→ LIST OF TASKS:
- A) In the annuity text, what is the payout rate, in essence?
- B) From the annuity text, copy the passage that begins at the words "What I mean" and ends after the words "that you're not.".

→ TEXT EXTRACT:
What I mean by that is that a lot of people call us, if you go to The Annuity Man and set a time to speak with one of my team members, they'll say, "I just bought an 8% annuity." No, you didn't because there is no such thing. And then they'll argue and then we'll say, "Oh, you bought what's called an Income Rider that grows by 8% until you turn on the lifetime income stream." But you can't access that money. You can't peel off that interest. You can't cash out that part of the account and get your 8%. It's a shiny thing for you to think you're getting something that you're not.
The Payout Rate
But what agents never talk about is what's called the payout rate. And the payout rate is really where you need to focus all of your attention when it comes to quoting lifetime income. Now, to go back for a second, remember, annuity solve for four things. The acronym is PILL. P stands for principal protection. I stands for income for life. L stands for legacy. Other L stands for long-term care. We ask two questions to every single person on the planet who sets an appointment with us. What do you want the money to contractually do? When do you want those contractual guarantees to start?
If you say I need income now, or I need income later, whatever that is, year from now, two years from now, nine years from now, seven years, whatever, it doesn't matter. The payout rate is really the only thing that matters because annuity companies can play games with the bonus. They can play games with what's called the roll-up rate. That high percentage of people think they're getting an 8% or 10% annuity. They're not.
The payout rate is really what matters. And the payout rate is, in essence, a numerical reflection of your life expectancy. Remember, lifetime income annuities, SPIAs, DIAs, QLACs, and Income Riders are primarily based on your life expectancy or life expectancies of joint at the time the income starts. It's nothing more than that. The annuity company knows when you're going to die, when we're all going to die. That's the reason they have the big buildings for a reason. That's the reason they have the logos on the plane. That's the reason they're sponsoring sports stadiums. They know when we're going to die, and they price things accordingly. But the payout rate is what you need to look at.

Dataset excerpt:

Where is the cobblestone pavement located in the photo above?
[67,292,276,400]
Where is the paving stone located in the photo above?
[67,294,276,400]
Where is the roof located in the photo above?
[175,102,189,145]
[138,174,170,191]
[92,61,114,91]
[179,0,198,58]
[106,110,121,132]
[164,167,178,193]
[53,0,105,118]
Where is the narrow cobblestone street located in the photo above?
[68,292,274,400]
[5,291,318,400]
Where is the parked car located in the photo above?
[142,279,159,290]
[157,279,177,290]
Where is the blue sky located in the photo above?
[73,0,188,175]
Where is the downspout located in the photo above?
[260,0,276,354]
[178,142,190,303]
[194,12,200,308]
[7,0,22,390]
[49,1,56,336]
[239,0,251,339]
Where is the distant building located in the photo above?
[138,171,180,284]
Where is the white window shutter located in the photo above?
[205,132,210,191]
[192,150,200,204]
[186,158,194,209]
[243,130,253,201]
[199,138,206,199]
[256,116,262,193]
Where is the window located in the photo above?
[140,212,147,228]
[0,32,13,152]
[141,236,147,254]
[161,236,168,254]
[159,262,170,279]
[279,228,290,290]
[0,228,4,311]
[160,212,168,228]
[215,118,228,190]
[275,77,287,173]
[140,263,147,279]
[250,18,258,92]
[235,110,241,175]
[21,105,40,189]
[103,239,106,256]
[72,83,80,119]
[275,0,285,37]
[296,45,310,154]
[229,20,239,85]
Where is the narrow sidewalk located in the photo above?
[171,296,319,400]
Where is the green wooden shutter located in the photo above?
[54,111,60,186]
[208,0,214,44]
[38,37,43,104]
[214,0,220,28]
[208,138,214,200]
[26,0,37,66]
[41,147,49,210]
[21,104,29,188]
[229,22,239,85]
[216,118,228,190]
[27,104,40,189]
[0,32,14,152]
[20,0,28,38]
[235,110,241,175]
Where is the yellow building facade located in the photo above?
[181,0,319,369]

→ ANSWER SET:
- A) It is a numerical reflection of your life expectancy.

- B)
What I mean by that is that a lot of people call us, if you go to The Annuity Man and set a time to speak with one of my team members, they'll say, "I just bought an 8% annuity." No, you didn't because there is no such thing. And then they'll argue and then we'll say, "Oh, you bought what's called an Income Rider that grows by 8% until you turn on the lifetime income stream." But you can't access that money. You can't peel off that interest. You can't cash out that part of the account and get your 8%. It's a shiny thing for you to think you're getting something that you're not.